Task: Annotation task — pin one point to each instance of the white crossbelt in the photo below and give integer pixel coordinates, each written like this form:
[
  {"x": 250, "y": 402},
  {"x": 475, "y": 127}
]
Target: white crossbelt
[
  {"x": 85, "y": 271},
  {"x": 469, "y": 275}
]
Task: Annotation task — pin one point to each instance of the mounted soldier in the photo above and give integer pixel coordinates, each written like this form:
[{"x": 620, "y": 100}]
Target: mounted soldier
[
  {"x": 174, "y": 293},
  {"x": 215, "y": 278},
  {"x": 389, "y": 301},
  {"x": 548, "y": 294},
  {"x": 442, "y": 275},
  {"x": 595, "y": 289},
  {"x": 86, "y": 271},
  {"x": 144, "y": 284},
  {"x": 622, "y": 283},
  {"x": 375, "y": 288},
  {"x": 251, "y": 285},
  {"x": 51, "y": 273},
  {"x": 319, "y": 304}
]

---

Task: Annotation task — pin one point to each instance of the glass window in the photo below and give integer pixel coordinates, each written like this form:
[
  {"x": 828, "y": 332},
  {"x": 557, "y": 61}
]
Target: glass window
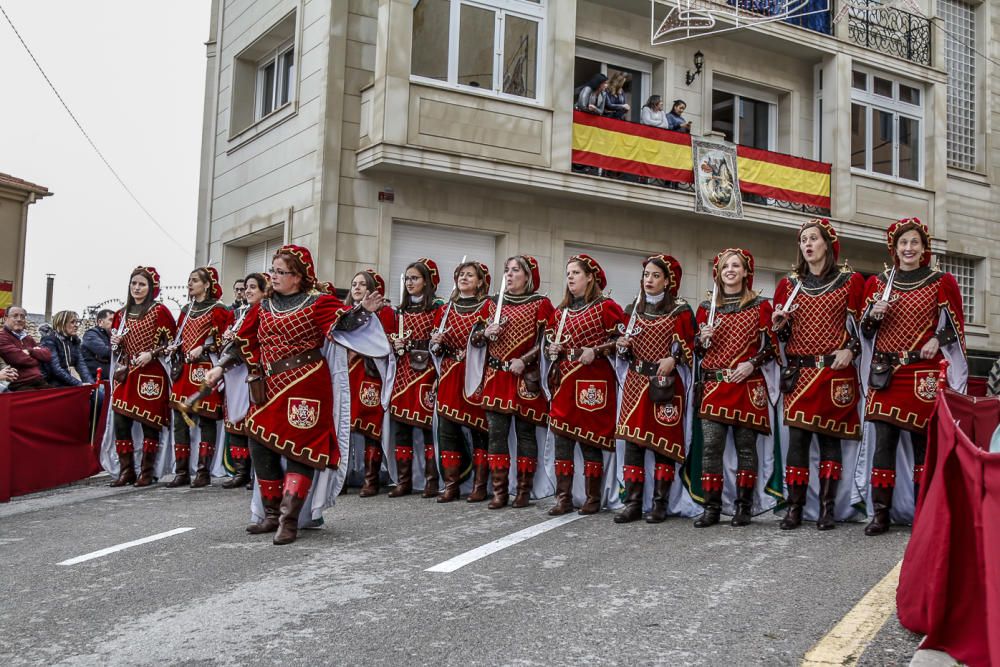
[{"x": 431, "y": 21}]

--

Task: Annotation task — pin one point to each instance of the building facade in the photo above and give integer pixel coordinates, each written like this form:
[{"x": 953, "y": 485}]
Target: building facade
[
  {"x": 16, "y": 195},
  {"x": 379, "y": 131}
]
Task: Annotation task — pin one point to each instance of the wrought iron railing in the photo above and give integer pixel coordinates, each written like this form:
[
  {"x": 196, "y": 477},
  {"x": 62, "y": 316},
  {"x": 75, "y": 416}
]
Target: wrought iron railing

→ TASK TO CARRY OUT
Word for word, restate the lines above from the line containing "Target: building facade" through the line containing "Target: wrought iron railing", with both included and nothing else.

→ FINISHED EXERCISE
Target: building facade
[
  {"x": 16, "y": 195},
  {"x": 379, "y": 131}
]
Task: Annotation task — pin one point to each instance of the wrought iron railing in the photo above and give integer pixel coordinates, each written like this form:
[
  {"x": 196, "y": 477},
  {"x": 62, "y": 316},
  {"x": 75, "y": 416}
]
Target: wrought iron railing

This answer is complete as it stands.